Dataset rows:
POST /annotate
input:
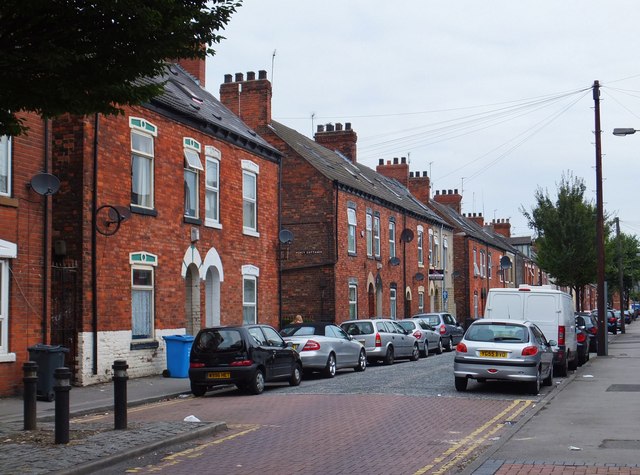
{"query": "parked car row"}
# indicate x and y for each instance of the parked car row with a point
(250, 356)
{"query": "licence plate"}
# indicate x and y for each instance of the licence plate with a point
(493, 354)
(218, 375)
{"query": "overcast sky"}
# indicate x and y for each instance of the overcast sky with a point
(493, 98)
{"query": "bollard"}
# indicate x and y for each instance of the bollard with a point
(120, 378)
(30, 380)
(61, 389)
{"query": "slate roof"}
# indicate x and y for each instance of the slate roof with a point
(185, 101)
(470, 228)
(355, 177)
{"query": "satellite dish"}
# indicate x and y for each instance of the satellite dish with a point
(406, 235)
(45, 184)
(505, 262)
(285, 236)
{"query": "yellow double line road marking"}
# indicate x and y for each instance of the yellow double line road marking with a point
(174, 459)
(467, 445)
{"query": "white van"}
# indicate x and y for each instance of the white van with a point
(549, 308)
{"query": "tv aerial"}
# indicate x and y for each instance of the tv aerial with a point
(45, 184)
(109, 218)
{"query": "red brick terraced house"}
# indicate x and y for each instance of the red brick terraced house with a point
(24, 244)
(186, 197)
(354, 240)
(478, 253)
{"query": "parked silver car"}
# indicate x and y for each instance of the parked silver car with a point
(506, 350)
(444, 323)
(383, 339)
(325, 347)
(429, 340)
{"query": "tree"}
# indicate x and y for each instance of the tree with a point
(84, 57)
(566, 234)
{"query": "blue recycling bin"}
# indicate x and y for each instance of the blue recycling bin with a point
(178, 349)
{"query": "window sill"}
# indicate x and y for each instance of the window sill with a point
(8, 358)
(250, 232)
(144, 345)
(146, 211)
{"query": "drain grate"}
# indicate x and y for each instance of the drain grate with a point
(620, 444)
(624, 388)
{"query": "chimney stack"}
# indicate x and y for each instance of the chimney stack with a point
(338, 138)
--
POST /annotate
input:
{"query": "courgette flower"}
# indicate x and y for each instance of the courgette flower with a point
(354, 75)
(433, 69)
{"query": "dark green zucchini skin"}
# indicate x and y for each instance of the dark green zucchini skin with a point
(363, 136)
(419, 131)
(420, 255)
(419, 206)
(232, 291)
---
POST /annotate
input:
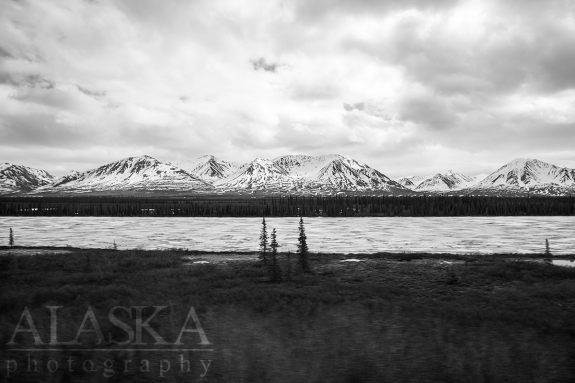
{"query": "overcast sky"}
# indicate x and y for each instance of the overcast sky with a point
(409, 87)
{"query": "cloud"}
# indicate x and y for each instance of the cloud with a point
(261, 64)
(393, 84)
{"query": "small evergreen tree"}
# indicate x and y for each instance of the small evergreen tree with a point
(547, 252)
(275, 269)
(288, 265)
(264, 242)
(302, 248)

Task prompt:
Select every line in the rows above that contains the string "skin", and copy each one out in full.

Response for this exercise:
{"query": "dark green zucchini skin"}
# indicate x and y for each instance of the dark green zucchini skin with a point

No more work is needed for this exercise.